**Aim**
Retype only what runs from the line that contains "Could you please spot the parked" through the last line of the listing below, both lines included.

****

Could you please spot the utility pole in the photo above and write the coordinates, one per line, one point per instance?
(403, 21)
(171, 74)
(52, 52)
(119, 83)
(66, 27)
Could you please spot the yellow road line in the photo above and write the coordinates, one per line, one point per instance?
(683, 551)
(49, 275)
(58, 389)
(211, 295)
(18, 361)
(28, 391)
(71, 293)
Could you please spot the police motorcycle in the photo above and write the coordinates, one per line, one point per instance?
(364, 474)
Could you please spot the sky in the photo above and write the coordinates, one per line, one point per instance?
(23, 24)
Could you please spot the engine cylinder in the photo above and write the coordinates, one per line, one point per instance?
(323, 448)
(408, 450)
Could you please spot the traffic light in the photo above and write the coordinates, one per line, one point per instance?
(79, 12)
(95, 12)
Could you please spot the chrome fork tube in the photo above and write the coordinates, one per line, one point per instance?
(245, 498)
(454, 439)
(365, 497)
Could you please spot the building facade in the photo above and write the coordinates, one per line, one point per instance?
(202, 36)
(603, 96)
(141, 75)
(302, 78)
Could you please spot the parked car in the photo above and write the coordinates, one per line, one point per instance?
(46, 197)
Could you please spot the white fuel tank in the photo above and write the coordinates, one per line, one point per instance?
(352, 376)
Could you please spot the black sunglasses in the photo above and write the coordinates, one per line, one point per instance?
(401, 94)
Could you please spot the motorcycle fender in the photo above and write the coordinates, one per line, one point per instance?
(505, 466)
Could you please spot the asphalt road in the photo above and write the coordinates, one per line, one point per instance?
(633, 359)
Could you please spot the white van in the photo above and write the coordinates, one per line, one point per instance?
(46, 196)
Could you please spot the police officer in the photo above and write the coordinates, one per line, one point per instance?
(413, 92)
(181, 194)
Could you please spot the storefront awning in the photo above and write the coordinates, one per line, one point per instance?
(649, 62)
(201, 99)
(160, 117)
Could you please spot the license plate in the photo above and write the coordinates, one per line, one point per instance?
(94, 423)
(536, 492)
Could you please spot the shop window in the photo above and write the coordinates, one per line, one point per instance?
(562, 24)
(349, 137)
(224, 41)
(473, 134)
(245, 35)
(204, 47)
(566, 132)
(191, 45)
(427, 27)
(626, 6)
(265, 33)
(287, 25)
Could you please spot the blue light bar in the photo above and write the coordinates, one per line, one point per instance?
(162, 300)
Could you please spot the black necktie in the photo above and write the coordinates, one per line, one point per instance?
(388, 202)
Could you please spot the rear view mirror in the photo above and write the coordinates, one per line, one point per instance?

****

**Problem solution**
Could you please spot the parked car in the photo above and write the coordinates, one per line, one point per instance?
(46, 197)
Could you please spot the white fuel tank in the photo above and write the coordinates, one per line, one point per instance?
(352, 376)
Could you please spot the black sunglasses in the photo above and write the coordinates, one per line, one point per instance?
(401, 94)
Could you please spot the motorcycle fender in the photo above and write the coordinates, one per line, one point per instance?
(505, 466)
Could you please spot the asphalt road in the photo above and write the coordinates, one per line, one point per instance?
(633, 359)
Could you please spot the white van in the photo above and write the coordinates, one per line, one point per instance?
(46, 196)
Could you please spot the police officer in the photo above and write the coordinates, one per line, one point per instance?
(413, 92)
(181, 194)
Could you please spot the storefront awning in the photo above and write the coordinates, one per line, one point per instance?
(649, 62)
(201, 99)
(160, 117)
Could you please spot the license plate in the photo above and write the coordinates, one per line, one point per instance?
(94, 423)
(536, 492)
Could you please spot the shop window in the photo above and write the coordinates, one per line, one point per instance?
(562, 24)
(349, 137)
(224, 41)
(473, 134)
(245, 35)
(204, 47)
(566, 132)
(191, 45)
(427, 27)
(626, 6)
(265, 33)
(287, 25)
Could you please spot the blue light bar in the photo above and write the coordinates, one per line, one point per instance?
(162, 300)
Could you please spot the black necktie in the photo above and write the coordinates, one per line, one point per instance?
(388, 202)
Could you please spot the rear view mirror in the photo above and write the coordinates, one per line, one point per instance?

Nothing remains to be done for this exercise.